━━━ Text excerpt

Modeling the impact of a supervised consumption site on HIV and HCV transmission among people who inject drugs in 3 California counties.

Author: Jordan Killion, Oluwatosin Jegede, Daniel Werb, Peter Davidson, Laramie Smith, Tommi Gaines, Carlos Rivera Saldana, Natasha Martin

Theme: Epidemiology & Public Health Research Year: 2023

Background: Supervised consumption sites (SCS) have been shown to reduce receptive syringe sharing among PWID in the U.S. and elsewhere, which can reduce HIV and hepatitis C virus (HCV) transmission. However, in 2022, California Governor Newsom vetoed a bill to pilot SCS in California. This study aims to determine the potential impact of SCS implementation on HIV and HCV incidence among PWID in 3 California counties.

Methods: A dynamic HIV and HCV joint transmission model among PWID (sexual and injecting transmission of HIV, injecting transmission of HCV) was calibrated to epidemiological data for San Francisco County, Los Angeles County, and San Diego County. The model incorporated HIV and HCV disease stages and adhering to HIV and HCV treatment. Based on U.S. data, we assumed access to SCS reduced receptive syringe sharing by a relative risk of 0.17 (95% CI: 0.04-1.03). This model examined scaling-up SCS coverage from 0% to 20% of the PWID population within the respective counties and assessed impact on incidence after 10 years.

Results: By increasing SCS from 0% to 20% coverage among PWID, over 10 years this could prevent 22% (95% CI: 10%-32%) of new HIV infections and 28% (95% CI: 13%-34%) of new HCV infections in San Francisco County, 15% (95% CI: 4%-24%) of new HIV infections and 32% (95% CI: 18%-40%) of new HCV infections in Los Angeles County, and 14% (95% CI: 5%-20%) of new HIV infections and 27% (95% CI: 14%-34%) of new HCV infections in San Diego County.

Conclusion: SCS could be an important intervention to enable HCV elimination and ending the HIV epidemic among PWID in California, and have additional benefits on skin and soft tissue infections and fatal overdose.

━━━━━━
━━━ Records provided

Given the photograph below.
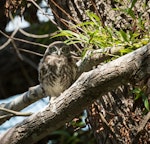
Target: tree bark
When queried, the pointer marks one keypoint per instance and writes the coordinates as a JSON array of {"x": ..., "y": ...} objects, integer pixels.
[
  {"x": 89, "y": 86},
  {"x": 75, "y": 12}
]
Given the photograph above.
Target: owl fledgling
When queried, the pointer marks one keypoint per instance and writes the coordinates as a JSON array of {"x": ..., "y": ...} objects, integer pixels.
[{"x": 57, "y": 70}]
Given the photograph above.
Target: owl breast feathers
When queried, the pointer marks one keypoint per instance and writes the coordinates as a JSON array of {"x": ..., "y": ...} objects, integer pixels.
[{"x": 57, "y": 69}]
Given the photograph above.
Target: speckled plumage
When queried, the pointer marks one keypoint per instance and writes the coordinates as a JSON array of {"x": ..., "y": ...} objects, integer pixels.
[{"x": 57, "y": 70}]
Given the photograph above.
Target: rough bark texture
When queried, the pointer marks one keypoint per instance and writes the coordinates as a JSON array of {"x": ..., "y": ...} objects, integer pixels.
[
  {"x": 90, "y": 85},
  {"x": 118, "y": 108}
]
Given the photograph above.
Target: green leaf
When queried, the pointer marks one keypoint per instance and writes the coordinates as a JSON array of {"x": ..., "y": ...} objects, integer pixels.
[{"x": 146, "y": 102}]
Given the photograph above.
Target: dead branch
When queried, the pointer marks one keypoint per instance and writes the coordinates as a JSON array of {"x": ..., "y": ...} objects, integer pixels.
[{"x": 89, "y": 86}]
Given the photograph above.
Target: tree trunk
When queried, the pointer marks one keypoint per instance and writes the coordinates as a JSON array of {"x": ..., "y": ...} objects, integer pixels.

━━━━━━

Problem statement – Repeat the passage of the supervised consumption site abstract word for word, starting at "Conclusion: SCS could" and continuing up to and including "and fatal overdose.".

Answer box –
Conclusion: SCS could be an important intervention to enable HCV elimination and ending the HIV epidemic among PWID in California, and have additional benefits on skin and soft tissue infections and fatal overdose.